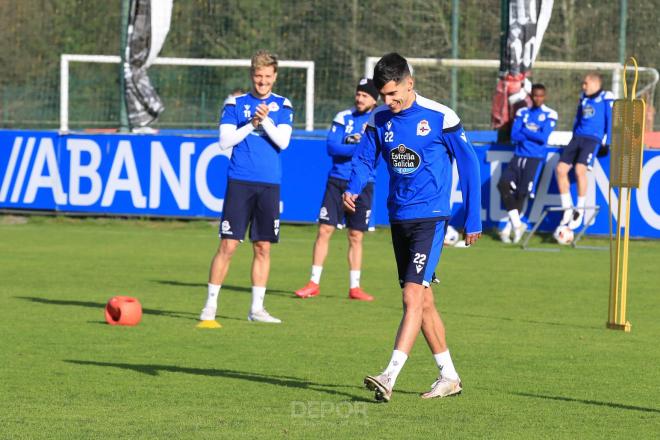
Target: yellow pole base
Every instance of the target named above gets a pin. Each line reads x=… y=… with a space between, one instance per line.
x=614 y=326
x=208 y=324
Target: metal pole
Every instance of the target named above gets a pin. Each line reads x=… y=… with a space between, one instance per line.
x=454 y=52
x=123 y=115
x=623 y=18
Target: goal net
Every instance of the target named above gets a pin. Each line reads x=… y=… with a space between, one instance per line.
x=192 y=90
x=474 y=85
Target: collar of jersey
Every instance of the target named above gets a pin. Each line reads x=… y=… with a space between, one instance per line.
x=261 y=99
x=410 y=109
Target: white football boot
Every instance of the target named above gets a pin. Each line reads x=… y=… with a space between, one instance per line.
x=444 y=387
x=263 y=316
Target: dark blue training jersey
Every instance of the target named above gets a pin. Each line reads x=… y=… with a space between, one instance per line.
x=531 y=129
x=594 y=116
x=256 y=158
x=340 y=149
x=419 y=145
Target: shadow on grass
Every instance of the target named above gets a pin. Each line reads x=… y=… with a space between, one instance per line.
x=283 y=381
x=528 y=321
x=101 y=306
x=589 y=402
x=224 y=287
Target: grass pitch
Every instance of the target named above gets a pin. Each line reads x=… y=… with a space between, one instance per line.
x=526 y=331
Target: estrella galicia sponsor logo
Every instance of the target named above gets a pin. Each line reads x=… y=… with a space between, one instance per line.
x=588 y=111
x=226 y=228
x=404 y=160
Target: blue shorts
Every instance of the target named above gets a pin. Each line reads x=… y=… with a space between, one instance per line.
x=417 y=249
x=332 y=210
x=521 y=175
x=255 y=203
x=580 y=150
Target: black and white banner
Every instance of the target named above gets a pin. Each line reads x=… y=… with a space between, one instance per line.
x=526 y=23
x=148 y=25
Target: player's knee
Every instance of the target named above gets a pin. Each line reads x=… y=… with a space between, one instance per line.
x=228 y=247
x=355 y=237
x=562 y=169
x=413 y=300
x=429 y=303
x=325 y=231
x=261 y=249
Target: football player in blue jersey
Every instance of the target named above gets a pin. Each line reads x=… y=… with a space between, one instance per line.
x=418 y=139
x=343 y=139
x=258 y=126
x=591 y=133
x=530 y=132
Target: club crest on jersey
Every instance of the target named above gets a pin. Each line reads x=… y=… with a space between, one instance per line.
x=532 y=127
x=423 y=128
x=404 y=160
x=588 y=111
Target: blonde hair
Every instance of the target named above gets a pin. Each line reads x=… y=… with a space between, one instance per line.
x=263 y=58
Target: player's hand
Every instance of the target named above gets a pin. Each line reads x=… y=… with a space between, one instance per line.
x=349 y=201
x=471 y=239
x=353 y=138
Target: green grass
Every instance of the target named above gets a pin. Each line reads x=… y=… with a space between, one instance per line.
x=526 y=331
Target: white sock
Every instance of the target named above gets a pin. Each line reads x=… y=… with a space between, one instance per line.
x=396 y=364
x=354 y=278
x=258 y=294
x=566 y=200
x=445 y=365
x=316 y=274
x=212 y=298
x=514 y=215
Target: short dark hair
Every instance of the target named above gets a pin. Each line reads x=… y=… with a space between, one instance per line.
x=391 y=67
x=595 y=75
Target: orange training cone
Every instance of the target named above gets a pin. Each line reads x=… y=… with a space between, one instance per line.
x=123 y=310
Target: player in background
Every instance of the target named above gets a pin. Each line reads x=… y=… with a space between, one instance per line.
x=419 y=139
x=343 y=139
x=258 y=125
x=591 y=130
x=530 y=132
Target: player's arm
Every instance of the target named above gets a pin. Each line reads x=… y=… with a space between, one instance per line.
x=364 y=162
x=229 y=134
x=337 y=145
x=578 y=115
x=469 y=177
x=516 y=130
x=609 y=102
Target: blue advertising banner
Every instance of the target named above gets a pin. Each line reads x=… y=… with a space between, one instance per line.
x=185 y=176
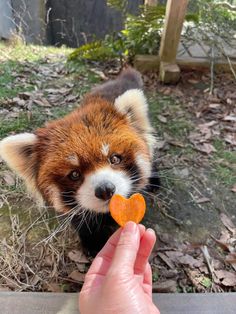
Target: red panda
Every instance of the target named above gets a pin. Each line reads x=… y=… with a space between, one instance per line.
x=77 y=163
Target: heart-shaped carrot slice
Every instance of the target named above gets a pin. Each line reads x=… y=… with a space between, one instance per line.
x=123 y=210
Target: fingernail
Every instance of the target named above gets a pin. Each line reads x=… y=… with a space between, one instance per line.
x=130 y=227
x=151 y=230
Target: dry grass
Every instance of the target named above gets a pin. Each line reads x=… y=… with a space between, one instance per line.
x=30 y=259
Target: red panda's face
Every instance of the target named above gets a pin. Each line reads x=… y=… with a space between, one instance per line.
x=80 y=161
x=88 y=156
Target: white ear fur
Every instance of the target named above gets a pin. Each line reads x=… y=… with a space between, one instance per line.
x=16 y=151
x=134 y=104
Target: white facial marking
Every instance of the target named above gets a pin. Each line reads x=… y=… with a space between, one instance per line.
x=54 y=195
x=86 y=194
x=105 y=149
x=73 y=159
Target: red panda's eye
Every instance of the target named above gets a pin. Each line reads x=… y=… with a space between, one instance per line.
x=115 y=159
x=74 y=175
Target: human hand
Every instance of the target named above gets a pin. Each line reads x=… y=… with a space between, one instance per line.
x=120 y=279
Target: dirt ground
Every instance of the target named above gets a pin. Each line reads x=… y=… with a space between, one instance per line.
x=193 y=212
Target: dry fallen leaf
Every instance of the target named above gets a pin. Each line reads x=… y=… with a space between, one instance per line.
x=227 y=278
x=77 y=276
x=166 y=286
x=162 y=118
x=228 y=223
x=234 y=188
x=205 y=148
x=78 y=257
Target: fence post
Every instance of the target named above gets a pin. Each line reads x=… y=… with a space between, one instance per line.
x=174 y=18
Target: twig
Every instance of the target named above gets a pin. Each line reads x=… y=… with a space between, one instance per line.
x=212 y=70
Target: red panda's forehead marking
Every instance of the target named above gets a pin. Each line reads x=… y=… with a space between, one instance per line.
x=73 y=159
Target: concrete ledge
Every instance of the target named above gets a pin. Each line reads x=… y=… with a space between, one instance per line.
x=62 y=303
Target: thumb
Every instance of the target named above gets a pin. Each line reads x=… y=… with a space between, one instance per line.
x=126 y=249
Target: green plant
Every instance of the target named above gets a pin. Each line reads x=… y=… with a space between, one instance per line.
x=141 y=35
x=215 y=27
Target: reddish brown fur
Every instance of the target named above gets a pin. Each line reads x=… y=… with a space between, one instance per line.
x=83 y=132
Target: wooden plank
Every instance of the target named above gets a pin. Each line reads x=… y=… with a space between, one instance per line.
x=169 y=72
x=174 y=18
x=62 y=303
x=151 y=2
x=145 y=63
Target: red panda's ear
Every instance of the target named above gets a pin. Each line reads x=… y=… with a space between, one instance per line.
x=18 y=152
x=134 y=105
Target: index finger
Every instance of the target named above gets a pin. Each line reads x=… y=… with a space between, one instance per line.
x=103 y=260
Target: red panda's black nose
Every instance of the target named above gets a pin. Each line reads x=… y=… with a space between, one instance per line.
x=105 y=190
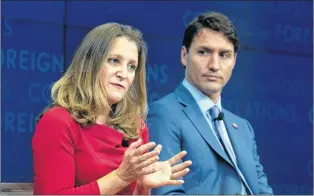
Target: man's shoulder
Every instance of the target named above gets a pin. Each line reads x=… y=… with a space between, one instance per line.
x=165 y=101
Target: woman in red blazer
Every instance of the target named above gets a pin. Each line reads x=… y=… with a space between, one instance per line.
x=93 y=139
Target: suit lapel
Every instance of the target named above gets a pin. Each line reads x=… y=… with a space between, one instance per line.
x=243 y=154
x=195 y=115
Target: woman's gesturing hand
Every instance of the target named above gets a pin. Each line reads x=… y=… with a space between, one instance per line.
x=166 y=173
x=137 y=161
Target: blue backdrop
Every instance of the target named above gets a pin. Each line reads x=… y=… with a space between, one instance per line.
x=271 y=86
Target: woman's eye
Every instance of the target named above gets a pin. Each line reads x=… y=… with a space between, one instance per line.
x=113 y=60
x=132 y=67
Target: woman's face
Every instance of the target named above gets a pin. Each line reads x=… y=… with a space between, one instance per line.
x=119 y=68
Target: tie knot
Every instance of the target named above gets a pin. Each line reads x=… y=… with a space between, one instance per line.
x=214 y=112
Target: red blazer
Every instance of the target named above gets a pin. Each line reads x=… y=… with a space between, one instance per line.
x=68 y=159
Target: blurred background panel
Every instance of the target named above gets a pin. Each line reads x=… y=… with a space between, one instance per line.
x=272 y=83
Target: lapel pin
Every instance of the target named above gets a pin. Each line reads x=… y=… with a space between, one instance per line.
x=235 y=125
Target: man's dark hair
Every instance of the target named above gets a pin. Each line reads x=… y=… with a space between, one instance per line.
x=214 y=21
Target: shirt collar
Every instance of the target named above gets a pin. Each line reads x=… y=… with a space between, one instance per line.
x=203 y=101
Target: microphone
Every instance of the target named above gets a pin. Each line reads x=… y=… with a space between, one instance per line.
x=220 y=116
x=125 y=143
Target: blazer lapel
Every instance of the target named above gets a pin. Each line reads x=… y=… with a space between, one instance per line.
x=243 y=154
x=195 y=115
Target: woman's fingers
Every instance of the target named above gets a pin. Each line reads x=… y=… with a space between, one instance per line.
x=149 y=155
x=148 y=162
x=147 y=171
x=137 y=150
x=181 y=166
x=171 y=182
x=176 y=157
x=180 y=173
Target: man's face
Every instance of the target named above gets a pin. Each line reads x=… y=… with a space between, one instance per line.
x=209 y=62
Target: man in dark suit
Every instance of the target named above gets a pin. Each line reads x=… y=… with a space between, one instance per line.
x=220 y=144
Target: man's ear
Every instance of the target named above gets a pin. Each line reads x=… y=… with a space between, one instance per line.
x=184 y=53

**To be done**
Copy the lines above word for word, beginning at the line that contains "Target: red panda's eye" and stopping after the line that contains "x=193 y=212".

**Complete output**
Target: red panda's eye
Every instance of the target named above gets a pin. Each line reads x=… y=… with a space between, one instance per line.
x=115 y=159
x=74 y=175
Target: human hand
Every instance of the target named above gets a pin. Each line reads x=… y=… with a space between, one instance per line.
x=120 y=279
Target: dirt ground
Every instance of the target named above gets a pin. Each line reads x=… y=… with a space between, one instance per line.
x=193 y=212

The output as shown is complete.